→ **TEKS HALAMAN**
◇ ◇ ◇

Menurut Rogowski (1998a) dalam Siudek (2008), pengukuran efisiensi
perusahaan, khususnya perbankan, dapat difokuskan pada dua
pendekatan alternatif, yaitu analisis efisiensi operasional (technical
8
efficiency) dan analisis efisiensi scale and scope. Suatu bank dikatakan
mencapai efisiensi dalam skala ketika bank bersangkutan mampu
beroperasi dalam skala hasil yang konstan (constant return to scale),
sedangkan efisiensi cakupan tercapai ketika bank mampu beroperasi pada
lokasi yang berbeda-beda. Efisiensi alokasi tercapai ketika bank mampu
menentukan berbagai output yang memaksimumkan keuntungan,
sedangkan efisiensi teknik pada dasarnya menyatakan hubungan antara
input dengan output dalam suatu proses produksi. Suatu proses produksi
dikatakan efisien apabila pada penggunaan sejumlah input tertentu dapat
dihasilkan output yang maksimum atau untuk menghasilkan sejumlah
output tertentu digunakan input yang paling minimum.

◇ ◇ ◇

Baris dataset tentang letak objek
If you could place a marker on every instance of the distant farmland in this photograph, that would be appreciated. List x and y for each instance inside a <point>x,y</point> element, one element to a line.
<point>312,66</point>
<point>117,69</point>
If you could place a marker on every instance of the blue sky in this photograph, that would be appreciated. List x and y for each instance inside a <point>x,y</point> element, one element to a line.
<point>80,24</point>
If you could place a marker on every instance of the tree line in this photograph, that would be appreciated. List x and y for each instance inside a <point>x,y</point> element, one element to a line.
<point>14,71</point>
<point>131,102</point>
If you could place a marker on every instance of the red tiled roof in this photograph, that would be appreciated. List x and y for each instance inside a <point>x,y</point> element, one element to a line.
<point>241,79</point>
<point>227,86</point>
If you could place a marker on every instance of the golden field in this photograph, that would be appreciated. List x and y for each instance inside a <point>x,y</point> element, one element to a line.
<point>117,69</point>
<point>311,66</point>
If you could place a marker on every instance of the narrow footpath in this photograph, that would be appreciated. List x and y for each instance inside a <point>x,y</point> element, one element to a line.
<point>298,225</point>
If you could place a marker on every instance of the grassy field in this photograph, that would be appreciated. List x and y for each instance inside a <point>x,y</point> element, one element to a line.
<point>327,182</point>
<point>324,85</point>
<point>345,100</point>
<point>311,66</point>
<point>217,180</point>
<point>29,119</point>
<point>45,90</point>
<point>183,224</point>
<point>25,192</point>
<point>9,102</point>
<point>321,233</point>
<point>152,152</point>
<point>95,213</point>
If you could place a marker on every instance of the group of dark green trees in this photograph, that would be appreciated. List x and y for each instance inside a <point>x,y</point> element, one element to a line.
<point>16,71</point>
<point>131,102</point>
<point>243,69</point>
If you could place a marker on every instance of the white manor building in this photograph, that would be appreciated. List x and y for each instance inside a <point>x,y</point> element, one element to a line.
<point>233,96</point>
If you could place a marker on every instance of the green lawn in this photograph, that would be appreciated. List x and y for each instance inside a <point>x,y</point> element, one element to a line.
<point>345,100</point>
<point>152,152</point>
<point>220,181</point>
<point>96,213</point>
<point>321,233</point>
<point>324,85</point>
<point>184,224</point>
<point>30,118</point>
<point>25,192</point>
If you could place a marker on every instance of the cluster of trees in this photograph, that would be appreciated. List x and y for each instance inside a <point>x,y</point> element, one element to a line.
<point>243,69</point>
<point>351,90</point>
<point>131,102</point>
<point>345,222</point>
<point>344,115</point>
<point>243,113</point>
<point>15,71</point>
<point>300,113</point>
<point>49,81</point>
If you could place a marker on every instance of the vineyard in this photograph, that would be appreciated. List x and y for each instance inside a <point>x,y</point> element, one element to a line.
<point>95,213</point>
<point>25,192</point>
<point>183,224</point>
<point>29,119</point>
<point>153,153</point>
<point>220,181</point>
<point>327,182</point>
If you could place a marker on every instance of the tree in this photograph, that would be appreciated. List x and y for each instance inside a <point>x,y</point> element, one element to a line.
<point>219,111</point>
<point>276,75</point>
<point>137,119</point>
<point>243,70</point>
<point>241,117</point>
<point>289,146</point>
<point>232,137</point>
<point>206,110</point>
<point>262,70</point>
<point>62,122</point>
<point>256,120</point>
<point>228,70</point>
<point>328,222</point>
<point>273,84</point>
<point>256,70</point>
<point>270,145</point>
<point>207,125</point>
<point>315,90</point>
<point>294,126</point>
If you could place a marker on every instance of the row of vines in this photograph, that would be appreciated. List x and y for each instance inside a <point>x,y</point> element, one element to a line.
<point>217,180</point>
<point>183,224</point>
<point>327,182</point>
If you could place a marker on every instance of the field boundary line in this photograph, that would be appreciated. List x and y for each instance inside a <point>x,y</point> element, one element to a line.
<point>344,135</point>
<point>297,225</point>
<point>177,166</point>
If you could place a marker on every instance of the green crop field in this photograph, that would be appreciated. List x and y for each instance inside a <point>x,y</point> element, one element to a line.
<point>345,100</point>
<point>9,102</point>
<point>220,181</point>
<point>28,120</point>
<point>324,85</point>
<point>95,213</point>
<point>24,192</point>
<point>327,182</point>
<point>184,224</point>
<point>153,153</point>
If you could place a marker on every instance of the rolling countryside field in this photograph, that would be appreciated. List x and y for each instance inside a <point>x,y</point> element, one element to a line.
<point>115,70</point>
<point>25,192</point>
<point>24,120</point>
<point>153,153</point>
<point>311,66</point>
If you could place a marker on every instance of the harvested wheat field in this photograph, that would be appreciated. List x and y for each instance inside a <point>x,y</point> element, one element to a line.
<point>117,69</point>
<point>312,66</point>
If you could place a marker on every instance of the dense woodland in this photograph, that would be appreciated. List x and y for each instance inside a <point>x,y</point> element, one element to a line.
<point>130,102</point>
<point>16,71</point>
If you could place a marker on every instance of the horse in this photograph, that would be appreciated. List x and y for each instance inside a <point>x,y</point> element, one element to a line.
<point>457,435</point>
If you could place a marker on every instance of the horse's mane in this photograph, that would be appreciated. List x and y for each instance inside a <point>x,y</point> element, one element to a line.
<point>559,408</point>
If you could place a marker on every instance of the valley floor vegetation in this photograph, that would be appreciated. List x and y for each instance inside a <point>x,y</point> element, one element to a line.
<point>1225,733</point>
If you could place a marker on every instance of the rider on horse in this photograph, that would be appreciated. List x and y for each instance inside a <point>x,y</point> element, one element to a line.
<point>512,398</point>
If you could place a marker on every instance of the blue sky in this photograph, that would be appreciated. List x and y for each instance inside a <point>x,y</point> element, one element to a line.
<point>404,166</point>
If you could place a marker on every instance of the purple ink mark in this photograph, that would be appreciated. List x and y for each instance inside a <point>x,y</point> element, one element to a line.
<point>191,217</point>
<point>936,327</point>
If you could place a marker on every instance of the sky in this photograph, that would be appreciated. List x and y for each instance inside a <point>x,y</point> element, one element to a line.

◇ ◇ ◇

→ **URAIAN TUGAS**
Teruskan teks tentang pengukuran efisiensi perbankan, dimulai setelah kalimat terakhirnya.

→ **JAWABAN TUGAS**
2.2 Faktor-faktor Penentu Efisiensi Operasional
Dalam menentukan faktor-faktor yang memengaruhi tingkat efisiensi
operasional, beberapa ahli telah menjelaskan konsep-konsep efisiensi
operasional berdasarkan perspektif yang dimilikinya dan mungkin berbeda
satu dengan yang lain. Beberapa faktor penentu efisiensi operasional
perusahaan, khususnya perbankan, menurut para ahli di antaranya
adalah:
Green and Mayes (1991) dalam Badunenko et al. (2006) menjelaskan
bahwa determinan faktor penentu efisiensi operasional suatu
perusahaan di antaranya adalah karakteristik perusahaan, yaitu ukuran
perusahaan, pangsa pasar, pertumbuhan penjualan perusahaan, jumlah
pemilik saham, dan pengeluaran Research & development (RnD).
Kegiatan outsourcing seperti external contract work and services, material
inputs, operating leasing, dan temporary employed labor. Selain itu region
type of firm location dan efek industri juga diidentifikasi berpengaruh
terhadap efisiensi teknis perusahaan.
Badunenko et al. (2006), menjelaskan bahwa determinan faktor penentu
efisiensi operasional dibedakan menjadi 2 faktor, yaitu faktor internal
dan eksternal. Faktor eksternal di antaranya adalah industry affiliation,
location, year effects, dan market shares. Sedangkan faktor internal di
antaranya adalah karakteristik perusahaan yang diproksikan dengan
9
ukuran perusahaan dan biaya RnD, kegiatan outsourcing, dan ownership
& legal form.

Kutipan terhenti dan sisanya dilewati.